The Quiet Power of the Page
Why Your Journal May Be the Only Validation You Truly Need
The October night air was cool and clear at Red Rocks, Colorado’s natural amphitheater nestled inside ancient monolithic sedimentary stone that stretched our necks as we turned our gaze upwards to find the summit. Under the vastness of the stars, a thousand small lights blinked as people lifted their phones, capturing the glow of nearby faces nodding in rhythm to Laufey’s voice, soft, jazzy, and elegant.
And then, cutting through the quiet between songs, came the sound of a small boy’s voice.
“See me! Notice me!”
He shouted it as loud as his lungs could manage: an urgent plea flung into the darkness toward the stage. Laufey continued into her next song, likely never hearing him.
But the cry lingered in my mind.
We’ve all felt it: that deep, instinctual longing to be seen, to be known, to have our existence affirmed. As children, we often gauge our self-worth by the reactions of others, such as smiles or nods. As adults, we learn to disguise it better. Our ‘rewards’ of worth are projected in our overabundance of stuff, bad habits, and empty accolades from people that don’t really matter, leaving us just wanting more. Yet the need remains.
What follows is an exploration of this relentless need and how we might address it on our own terms.
The Validation Trap
Psychologists have long known that humans are wired for connection. In early childhood, validation—the mirroring of our emotions and experiences by caregivers—is not merely comforting; it is essential for healthy development. When a parent meets a child’s cry with empathy: “I see you. You’re scared. I’m here.”, the child internalizes safety and self-worth.
But as we grow, many of us become caught in a different loop: seeking approval from others to confirm our value.
Dr. Jennifer Crocker, a social psychologist at Ohio State University, calls this the contingencies of self-worth. We begin to anchor our value in external markers: grades, appearance, income, popularity, and praise. Her research shows that when self-esteem depends on these external sources, people experience higher stress, defensiveness, anxiety, and emotional volatility.
When your worth is determined by how others see you, you are standing on shifting ground. A compliment lifts you; silence unravels you. This is the external validation trap.

....

REQUEST 1: Please turn everything in the listing from the line containing "target: red inflatable tube" down to the listing's final line into a numbered list, omitting blank lines.

MATERIAL TO PROCESS:
....

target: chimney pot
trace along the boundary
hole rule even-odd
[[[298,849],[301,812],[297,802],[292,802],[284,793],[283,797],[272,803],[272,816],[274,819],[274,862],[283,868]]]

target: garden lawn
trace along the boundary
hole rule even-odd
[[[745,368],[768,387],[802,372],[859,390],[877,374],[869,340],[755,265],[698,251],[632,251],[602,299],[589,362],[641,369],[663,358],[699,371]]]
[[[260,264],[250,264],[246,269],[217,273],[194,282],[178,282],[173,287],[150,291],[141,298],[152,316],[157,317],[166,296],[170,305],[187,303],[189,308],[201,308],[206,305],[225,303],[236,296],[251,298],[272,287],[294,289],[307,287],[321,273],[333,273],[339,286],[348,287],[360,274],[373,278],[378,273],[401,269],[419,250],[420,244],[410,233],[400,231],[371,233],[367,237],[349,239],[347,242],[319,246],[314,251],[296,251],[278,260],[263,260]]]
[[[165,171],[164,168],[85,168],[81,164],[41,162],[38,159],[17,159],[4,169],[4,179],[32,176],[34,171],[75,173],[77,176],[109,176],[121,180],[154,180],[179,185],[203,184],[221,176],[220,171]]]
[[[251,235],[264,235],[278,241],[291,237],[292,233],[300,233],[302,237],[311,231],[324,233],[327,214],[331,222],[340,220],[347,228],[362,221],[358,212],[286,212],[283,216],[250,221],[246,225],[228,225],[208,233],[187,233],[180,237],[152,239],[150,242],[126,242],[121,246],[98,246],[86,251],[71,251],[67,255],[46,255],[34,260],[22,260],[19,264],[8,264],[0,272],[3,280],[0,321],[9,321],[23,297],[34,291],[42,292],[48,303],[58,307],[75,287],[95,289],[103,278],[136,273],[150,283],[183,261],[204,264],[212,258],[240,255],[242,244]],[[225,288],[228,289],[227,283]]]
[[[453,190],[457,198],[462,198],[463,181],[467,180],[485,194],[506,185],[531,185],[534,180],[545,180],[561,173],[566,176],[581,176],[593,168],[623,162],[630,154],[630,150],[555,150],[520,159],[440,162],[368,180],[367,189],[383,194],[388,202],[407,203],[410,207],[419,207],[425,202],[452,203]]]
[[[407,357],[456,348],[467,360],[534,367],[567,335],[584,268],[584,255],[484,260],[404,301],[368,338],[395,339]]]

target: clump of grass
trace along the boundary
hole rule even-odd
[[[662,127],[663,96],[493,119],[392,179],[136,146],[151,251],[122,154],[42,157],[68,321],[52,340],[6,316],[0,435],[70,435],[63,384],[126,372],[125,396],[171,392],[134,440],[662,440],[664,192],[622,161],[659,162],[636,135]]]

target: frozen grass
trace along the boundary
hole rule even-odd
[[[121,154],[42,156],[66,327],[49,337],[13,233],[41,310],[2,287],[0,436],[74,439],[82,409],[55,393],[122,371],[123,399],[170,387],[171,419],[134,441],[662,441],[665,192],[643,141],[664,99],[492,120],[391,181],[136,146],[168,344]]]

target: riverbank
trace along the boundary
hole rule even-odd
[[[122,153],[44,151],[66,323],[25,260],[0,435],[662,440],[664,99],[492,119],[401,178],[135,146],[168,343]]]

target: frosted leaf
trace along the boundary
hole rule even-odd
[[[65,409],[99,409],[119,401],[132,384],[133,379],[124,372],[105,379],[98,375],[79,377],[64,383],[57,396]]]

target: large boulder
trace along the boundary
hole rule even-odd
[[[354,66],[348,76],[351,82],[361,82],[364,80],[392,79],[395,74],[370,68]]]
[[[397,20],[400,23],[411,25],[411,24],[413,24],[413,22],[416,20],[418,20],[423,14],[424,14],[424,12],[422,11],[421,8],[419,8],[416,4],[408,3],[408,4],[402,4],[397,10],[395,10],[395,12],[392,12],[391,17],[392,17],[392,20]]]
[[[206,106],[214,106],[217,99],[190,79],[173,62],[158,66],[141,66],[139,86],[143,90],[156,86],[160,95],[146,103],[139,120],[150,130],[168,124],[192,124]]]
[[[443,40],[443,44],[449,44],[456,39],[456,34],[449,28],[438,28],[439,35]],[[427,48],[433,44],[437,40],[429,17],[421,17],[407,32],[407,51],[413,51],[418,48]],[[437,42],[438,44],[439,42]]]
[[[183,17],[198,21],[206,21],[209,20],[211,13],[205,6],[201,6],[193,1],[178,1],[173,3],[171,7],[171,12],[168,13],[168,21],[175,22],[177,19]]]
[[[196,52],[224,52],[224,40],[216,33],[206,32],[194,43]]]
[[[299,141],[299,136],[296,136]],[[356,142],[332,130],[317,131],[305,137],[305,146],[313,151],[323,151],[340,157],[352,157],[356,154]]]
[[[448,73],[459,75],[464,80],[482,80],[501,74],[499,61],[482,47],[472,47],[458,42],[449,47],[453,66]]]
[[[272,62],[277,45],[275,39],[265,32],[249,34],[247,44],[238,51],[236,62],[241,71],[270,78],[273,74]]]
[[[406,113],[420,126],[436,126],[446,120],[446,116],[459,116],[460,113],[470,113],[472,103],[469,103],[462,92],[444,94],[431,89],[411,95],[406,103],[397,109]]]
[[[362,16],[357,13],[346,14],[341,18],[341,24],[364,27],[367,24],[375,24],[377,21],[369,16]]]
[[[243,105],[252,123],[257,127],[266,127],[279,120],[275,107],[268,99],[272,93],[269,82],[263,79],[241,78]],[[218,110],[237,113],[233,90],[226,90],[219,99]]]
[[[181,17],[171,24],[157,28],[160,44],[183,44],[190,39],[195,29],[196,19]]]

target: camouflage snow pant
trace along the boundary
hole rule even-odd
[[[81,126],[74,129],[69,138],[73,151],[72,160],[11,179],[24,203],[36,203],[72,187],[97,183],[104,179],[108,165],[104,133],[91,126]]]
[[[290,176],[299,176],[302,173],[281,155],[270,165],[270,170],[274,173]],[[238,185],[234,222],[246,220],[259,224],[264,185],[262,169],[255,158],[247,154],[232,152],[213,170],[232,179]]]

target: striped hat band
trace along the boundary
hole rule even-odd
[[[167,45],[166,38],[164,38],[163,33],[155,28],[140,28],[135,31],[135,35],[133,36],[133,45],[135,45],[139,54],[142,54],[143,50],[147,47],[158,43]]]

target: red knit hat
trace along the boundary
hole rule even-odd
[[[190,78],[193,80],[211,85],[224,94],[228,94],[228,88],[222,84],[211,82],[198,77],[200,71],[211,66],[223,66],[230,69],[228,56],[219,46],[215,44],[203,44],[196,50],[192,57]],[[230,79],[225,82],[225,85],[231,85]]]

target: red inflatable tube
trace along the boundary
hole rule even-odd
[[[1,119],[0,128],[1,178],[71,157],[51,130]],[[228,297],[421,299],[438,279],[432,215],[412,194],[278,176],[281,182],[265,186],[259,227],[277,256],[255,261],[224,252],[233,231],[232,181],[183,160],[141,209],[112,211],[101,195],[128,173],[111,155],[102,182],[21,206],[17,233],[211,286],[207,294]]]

....

REQUEST 2:
Answer from the essay on validation:
(a) In what month was the concert at Red Rocks?
(b) What did the small boy shout toward the stage?
(c) At which university is Dr. Jennifer Crocker a social psychologist?

TASK ANSWER 1:
1. target: red inflatable tube
2. trace along the boundary
3. hole rule even-odd
4. [[[1,119],[0,128],[1,178],[71,157],[51,130]],[[228,297],[421,299],[438,279],[432,215],[412,194],[278,176],[281,182],[265,186],[259,227],[277,256],[255,261],[224,252],[233,231],[232,181],[183,160],[141,209],[112,211],[101,195],[128,173],[111,155],[102,182],[21,206],[17,233],[211,286],[207,294]]]

TASK ANSWER 2:
(a) October
(b) "See me! Notice me!"
(c) Ohio State University